═════ Extrait ═════

Nous n’avons pas tenté une revue exhaustive des questions que soulève l’organisation qualifiante, ni des mythes qu’elle véhicule, ni même cherché à les hiérarchiser. Nous voulions avant tout identifier quelques-unes des raisons ayant conduit à l’essoufflement du concept et parfois à sa disparition.
En définitive, l’organisation qualifiante ou plutôt ses promoteurs ont valorisé le rôle de l’environnement du travail dans les processus de développement des compétences mais ils ont oublié de se questionner sur la manière dont on peut les étayer.
Au regard de notre développement, on peut trouver dans l’idée d’organisation qualifiante, une quatrième caractéristique 290 commune à la notion de « mythe »… Il nous semble que derrière la notion de mythe, il arrive que se cachent des abus idéologiques. Le mythologue, à l’instar des spécialistes des organisations qualifiantes, prône parfois un discours qui relève des significations qu’il donne aux choses mais qui n’ont pas pour autant valeur de vérité. Derrière l’idée d’organisation qualifiante se cache alors la volonté de répondre à l’intérêt de la société. Le mythe contemporain serait alors proche de l’idéologie, à moins qu’il ne se confonde avec elle.

═════

Rédigez la suite de l'extrait sur l'organisation qualifiante en partant de sa dernière phrase.

═════ Données fournies ═════

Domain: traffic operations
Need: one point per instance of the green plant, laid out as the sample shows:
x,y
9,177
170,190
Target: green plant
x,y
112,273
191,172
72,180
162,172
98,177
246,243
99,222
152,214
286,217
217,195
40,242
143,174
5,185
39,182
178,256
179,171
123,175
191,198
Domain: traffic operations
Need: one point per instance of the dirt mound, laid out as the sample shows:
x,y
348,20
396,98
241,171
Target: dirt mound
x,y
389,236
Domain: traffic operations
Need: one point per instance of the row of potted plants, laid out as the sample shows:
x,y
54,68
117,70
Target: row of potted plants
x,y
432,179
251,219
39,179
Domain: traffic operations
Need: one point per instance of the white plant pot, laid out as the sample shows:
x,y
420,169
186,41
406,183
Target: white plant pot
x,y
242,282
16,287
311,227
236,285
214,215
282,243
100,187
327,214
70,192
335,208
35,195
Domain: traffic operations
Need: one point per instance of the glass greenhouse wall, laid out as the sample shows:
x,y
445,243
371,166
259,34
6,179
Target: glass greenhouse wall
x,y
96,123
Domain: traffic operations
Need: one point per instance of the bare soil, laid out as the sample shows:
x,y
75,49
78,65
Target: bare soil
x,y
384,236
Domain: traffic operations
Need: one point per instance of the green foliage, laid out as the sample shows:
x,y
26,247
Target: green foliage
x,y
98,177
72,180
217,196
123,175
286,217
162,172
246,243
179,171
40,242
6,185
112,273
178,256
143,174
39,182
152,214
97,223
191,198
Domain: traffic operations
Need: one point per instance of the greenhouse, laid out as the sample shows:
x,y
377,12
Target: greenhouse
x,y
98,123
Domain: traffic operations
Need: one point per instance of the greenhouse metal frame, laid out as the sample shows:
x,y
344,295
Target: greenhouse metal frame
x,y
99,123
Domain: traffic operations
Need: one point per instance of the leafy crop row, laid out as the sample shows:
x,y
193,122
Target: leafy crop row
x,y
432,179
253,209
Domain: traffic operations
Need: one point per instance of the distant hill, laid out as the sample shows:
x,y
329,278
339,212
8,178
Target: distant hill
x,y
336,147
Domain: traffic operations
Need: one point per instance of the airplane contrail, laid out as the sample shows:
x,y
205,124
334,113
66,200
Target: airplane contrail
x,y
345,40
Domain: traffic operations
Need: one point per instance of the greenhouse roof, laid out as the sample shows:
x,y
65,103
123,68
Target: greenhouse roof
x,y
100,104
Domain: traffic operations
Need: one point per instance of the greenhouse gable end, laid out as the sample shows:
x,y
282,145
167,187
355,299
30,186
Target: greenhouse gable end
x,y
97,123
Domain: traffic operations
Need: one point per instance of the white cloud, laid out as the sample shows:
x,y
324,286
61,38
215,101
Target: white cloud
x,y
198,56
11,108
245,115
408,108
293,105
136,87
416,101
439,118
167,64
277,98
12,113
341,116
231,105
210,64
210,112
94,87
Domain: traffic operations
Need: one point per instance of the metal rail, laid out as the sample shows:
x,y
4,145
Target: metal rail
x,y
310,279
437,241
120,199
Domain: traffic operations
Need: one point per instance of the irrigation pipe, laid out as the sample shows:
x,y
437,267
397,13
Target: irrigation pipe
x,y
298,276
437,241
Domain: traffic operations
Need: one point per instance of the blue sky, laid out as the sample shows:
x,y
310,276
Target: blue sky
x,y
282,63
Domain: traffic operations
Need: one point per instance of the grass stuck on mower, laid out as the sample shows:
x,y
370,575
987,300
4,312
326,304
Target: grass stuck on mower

═════

# Réponse attendue
Il importe ici d’apporter quelques précisions quant à la notion d’idéologie pour mieux illustrer le sens que nous cherchons à lui donner. Le terme remonte au XVIIIèmesiècle sous la plume du Comte Antoine Destutt de Tracy pour désigner une nouvelle science « qui se donnait pour objectif de comprendre et d’expliquer l’origine des idées ou comment les pensées et les représentations éclosent et fleurissent dans le cerveau des hommes » 291 . Aujourd’hui le terme « idéologie » est utilisé dans un sens tantôt neutre, tantôt péjoratif. Raymond Aron signale « une oscillation, dans l’usage courant, entre l’acceptation péjorative, critique ou polémique – l’idéologie est l’idée fausse, la justification d’intérêts, de passions – et l’acceptation neutre, la mise en forme rigoureuse d’une attitude à l’égard de la réalité sociale ou politique, l’interprétation plus ou moins systématique de ce qui est et de ce qui est souhaitable » 292 .
Retenons alors deux définitions:
Une idéologie « est un système (possédant sa logique et sa rigueur propres) de représentations (images, mythes, idées ou concepts selon les cas) doué d’une existence et d’un rôle historique au sein d’une société donnée. Sans entrer dans le problème des rapports d’une science à son passé (idéologique), disons que l’idéologie comme système de représentations se distingue de la science en ce que la fonction pratico-sociale l’emporte en elle sur la fonction théorique (ou fonction de connaissance) »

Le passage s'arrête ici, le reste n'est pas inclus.